--- start of SOURCE EXTRACT ---

By Deborah Fineblum
(JNS) It’s official. Israel has been named the 13th happiest country in the world. So says the 2019 United Nations World Happiness Report, which ranks no less than 156 countries using such factors as income, social-support networks and life expectancy. Topping the list was Finland, with the United States lagging behind Israel as the 19th happiest, and South Sudan bringing up the rear at No. 156 (arguably, the most miserable).
In search of some of the happiest moments in a contented Israel? Here are just a few:
The Perseids meteor shower in Mitzpe Ramon. Every August it happens: The Earth’s orbit lands in the precise spot where it ploughs into the path of the ancient Swift-Tuttle comet and the debris (aka meteors or shooting stars) falls to earth. Taking the name Perseids from the originating constellation Perseus, the display is particularly vivid from the depths of the Mitzpe Ramon crater, where there is virtually no light to dilute the view, including a stunning panoramic peek at the Milky Way.
You can catch the action from the end of July through the first three weeks of August, peaking on the night of Aug. 12, when thousands of star-gazers flock to town hoping to catch sight of as many as 120 an hour. Says Ira Machefsky, who gives star shows then at a local alpaca farm near the rim of the crater. “Lying in the dark on our sleeping bags, the shooting stars were so vivid,” recalls Bracha Sukenik of Ra’anana who went with a group six years ago. “The entire sky was like a field of stars that felt so close up.”
Visit astronomyisrael.com to find out about Machefsky’s star show.

--- end of SOURCE EXTRACT ---

TASK PROMPT
Please state, from the article on Israel's happiness ranking, the night on which the Perseids meteor shower peaks. You won't need the records for this.

--- start of DATASET CONTENT ---

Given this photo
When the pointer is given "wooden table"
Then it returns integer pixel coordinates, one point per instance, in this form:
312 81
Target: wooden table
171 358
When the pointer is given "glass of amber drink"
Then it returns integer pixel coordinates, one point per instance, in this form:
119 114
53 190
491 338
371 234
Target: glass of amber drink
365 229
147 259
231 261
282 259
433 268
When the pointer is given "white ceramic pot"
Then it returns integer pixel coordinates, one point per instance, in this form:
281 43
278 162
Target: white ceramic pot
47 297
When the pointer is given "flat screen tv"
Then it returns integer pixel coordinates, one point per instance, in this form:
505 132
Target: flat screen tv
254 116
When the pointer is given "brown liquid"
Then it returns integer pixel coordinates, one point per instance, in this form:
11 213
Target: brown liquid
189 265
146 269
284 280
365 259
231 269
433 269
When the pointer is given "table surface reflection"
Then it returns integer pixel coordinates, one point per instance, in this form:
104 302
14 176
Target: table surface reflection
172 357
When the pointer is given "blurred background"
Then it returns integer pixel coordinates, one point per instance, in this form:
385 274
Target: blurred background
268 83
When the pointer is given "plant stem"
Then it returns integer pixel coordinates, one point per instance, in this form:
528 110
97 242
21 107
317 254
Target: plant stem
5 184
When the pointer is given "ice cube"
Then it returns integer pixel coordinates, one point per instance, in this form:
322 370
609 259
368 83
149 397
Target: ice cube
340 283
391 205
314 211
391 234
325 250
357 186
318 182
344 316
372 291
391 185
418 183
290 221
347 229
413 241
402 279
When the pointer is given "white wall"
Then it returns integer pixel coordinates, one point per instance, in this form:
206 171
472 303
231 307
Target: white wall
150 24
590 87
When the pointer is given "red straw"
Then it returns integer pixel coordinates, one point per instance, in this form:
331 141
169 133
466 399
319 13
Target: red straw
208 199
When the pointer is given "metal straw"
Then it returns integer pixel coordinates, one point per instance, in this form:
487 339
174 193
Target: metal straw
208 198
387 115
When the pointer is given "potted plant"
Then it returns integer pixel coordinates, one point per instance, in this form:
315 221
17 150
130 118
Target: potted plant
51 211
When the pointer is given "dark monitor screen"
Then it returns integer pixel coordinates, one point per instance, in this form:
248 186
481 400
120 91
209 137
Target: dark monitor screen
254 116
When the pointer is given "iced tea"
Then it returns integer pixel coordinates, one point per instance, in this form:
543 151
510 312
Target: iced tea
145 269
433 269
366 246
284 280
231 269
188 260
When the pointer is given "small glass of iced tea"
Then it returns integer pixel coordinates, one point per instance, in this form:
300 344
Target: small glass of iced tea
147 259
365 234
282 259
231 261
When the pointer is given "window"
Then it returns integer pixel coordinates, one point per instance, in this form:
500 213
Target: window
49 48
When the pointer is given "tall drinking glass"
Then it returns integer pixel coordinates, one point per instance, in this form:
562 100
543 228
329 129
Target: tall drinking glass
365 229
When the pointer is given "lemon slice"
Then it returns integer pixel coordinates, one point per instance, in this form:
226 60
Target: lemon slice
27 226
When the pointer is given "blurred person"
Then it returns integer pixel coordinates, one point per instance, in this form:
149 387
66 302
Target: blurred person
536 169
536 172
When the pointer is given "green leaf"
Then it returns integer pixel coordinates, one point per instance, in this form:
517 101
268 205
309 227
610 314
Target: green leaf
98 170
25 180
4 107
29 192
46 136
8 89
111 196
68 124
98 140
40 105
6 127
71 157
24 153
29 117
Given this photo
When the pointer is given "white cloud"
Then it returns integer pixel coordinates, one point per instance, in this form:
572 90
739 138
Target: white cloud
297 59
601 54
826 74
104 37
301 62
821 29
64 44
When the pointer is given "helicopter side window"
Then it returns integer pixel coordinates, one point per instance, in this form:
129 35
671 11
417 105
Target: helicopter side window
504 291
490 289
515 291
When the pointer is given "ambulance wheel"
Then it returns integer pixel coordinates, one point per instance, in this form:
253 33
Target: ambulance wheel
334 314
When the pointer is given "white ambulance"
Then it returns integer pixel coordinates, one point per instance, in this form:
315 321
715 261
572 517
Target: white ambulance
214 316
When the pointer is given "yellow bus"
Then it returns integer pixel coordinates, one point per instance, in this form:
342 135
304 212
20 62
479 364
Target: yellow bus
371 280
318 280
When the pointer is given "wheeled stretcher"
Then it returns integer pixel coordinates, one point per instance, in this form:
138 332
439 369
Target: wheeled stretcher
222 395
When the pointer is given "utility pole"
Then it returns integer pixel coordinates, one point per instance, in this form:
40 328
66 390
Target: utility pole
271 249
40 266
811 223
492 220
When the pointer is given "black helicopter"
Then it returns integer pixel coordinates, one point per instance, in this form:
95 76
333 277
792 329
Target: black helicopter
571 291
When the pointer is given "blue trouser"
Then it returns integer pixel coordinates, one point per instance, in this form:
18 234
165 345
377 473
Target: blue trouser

--- end of DATASET CONTENT ---

THE ANSWER
The night of Aug. 12.